(Stored items from a collection)
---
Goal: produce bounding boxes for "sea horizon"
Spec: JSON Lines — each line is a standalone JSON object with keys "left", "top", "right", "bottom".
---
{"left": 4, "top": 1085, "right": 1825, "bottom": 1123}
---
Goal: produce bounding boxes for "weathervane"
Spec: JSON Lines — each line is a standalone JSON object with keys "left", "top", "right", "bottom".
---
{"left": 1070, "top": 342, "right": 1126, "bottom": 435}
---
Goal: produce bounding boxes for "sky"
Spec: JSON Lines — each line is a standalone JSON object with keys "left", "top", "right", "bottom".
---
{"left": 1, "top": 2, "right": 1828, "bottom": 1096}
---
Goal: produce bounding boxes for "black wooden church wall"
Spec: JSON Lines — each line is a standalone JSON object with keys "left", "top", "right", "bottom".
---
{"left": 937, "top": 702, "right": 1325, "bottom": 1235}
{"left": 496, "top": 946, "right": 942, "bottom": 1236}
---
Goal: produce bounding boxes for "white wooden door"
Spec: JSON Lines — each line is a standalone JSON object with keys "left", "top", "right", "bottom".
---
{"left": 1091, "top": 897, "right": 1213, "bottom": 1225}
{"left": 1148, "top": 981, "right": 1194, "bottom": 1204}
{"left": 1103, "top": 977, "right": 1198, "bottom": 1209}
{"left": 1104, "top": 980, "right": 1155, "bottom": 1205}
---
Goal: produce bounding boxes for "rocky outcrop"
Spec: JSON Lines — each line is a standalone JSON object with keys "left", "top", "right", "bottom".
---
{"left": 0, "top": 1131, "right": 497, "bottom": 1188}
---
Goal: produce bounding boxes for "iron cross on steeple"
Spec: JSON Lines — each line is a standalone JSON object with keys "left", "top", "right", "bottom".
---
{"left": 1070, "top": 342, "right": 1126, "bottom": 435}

## Exercise description:
Look above for every line with the word "produce" and copy it.

## Solution to this task:
Goal: produce bounding boxes for "sea horizon"
Goal: produce bounding boxes for "weathervane"
Goal: produce bounding boxes for "sky"
Goal: produce bounding boxes for "black wooden church wall"
Goal: produce bounding boxes for "white wooden door"
Goal: produce bounding boxes for "rocky outcrop"
Goal: produce bounding boxes for "iron cross on steeple"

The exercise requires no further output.